> STATED PROBLEM
Copy out the lines below word for word, leaving out the pictures.
-------- AVAILABLE DATA
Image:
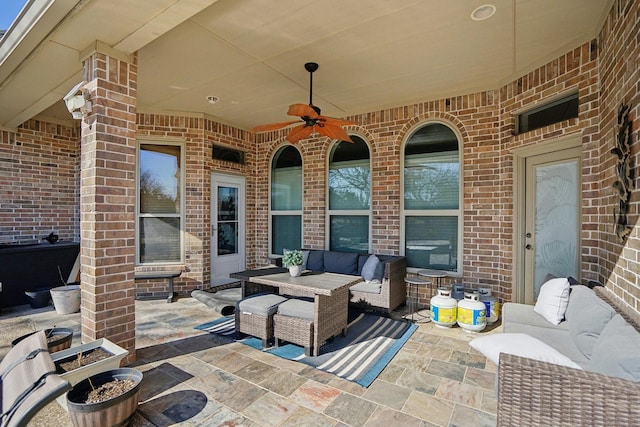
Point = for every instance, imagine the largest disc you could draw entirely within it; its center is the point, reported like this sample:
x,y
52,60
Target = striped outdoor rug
x,y
370,344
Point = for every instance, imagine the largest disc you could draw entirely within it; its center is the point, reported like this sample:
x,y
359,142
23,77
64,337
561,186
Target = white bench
x,y
29,381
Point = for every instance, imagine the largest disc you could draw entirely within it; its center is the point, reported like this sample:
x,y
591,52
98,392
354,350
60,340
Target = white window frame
x,y
459,213
181,215
338,212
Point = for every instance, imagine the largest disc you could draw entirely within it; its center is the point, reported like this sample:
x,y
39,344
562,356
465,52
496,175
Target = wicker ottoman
x,y
254,316
294,323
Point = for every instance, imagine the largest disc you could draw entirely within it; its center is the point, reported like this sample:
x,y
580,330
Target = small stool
x,y
254,316
413,283
294,323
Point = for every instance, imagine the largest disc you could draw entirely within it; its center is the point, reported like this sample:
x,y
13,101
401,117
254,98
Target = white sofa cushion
x,y
553,299
617,351
587,315
522,345
369,268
----------------
> SOLUTION FOR THIS PROBLEM
Image:
Point = for every instance, imagine the largest disc you could draw entirely within it; its center is the point, reported like this sample:
x,y
52,60
Target = striped outdoor rug
x,y
370,344
Point = for every instance, imagine the largest disc you could draw entirely within it; its center is the point, reported like this sample:
x,y
359,142
23,77
64,337
561,186
Target = white bench
x,y
29,381
Point = for every instance, imagine the largest disc you could draw entirely within it; its center is the point, reported like this sample:
x,y
591,52
98,392
354,350
60,340
Target = white window frame
x,y
459,213
181,215
338,212
Point = for every instance, imagine the largest disc you could draw entirely within it; its center is the point, reported like this sample:
x,y
39,344
562,356
465,52
496,175
Target = wicker ottoman
x,y
254,316
294,323
Point = for every instance, imagine the largest disc you could draw entirely within it; its center is the point, reported like this sample:
x,y
580,330
Target = small stool
x,y
254,316
413,283
294,323
Point = for every instance, imagine the largest disc you could draw entirely within it; its center is the point, reported like this sample:
x,y
13,101
401,117
254,98
Target = white sofa cushion
x,y
553,299
617,351
587,315
522,345
369,268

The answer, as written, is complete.